>> begin Given records

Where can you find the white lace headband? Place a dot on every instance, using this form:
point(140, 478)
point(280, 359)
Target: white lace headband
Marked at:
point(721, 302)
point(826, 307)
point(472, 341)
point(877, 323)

>> end Given records
>> begin Given records

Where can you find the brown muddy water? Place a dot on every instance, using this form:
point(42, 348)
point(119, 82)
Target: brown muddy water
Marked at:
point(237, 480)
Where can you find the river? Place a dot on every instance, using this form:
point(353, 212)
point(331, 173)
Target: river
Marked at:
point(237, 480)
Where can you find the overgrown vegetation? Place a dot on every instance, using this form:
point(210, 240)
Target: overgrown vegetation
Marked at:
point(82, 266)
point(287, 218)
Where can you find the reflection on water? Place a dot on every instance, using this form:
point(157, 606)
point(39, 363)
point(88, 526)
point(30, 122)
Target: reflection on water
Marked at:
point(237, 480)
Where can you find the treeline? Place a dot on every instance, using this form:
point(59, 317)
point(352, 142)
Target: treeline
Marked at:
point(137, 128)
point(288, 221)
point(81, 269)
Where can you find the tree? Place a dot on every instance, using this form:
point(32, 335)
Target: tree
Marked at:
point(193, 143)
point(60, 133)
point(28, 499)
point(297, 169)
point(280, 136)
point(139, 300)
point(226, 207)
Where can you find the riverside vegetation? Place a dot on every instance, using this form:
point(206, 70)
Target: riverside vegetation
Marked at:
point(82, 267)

>> end Given records
>> begin Given records

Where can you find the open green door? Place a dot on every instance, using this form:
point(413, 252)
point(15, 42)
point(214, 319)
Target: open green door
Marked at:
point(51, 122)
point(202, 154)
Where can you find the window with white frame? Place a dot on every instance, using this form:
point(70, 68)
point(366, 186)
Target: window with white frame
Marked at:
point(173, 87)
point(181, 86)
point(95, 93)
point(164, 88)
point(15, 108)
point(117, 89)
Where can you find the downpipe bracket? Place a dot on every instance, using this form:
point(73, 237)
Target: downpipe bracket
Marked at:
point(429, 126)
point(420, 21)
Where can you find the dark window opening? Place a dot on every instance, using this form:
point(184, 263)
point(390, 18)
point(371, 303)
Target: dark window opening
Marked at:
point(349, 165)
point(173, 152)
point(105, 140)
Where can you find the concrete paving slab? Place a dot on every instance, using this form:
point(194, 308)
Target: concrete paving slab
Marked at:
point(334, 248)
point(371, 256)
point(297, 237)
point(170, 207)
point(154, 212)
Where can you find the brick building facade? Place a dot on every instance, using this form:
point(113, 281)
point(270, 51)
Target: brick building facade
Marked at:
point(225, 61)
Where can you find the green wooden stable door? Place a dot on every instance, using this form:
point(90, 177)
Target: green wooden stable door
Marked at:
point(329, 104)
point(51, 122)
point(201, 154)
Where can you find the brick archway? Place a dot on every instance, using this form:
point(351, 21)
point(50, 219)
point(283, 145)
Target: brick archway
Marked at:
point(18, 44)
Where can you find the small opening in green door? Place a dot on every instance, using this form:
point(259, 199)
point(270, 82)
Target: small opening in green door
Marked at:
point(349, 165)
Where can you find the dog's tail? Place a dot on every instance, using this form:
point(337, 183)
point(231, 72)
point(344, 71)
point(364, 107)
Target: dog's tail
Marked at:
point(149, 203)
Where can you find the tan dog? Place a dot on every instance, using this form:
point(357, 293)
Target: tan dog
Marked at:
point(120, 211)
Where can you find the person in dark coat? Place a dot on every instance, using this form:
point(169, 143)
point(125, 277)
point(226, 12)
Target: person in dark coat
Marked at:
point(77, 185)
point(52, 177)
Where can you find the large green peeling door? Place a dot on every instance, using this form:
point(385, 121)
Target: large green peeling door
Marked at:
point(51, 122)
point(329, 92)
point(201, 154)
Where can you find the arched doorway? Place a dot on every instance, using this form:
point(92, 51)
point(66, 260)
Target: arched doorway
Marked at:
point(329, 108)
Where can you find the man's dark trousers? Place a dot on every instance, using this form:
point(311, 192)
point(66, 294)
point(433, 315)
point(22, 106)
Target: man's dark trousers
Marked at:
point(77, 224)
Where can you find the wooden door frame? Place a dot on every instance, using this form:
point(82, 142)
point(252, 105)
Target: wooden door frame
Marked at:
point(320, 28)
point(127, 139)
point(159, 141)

>> end Given records

▶ **Exercise brief**
Reproduce the stretch from the line containing "Where can you find the white" through the line containing "point(877, 323)", substituting "hairband" for "headband" and keeping everything else unchanged.

▶ **Written solution**
Where can you find the white lace hairband? Place a dot on every instance, using this form:
point(140, 478)
point(280, 359)
Target: white lace hairband
Marked at:
point(721, 302)
point(826, 307)
point(472, 341)
point(877, 323)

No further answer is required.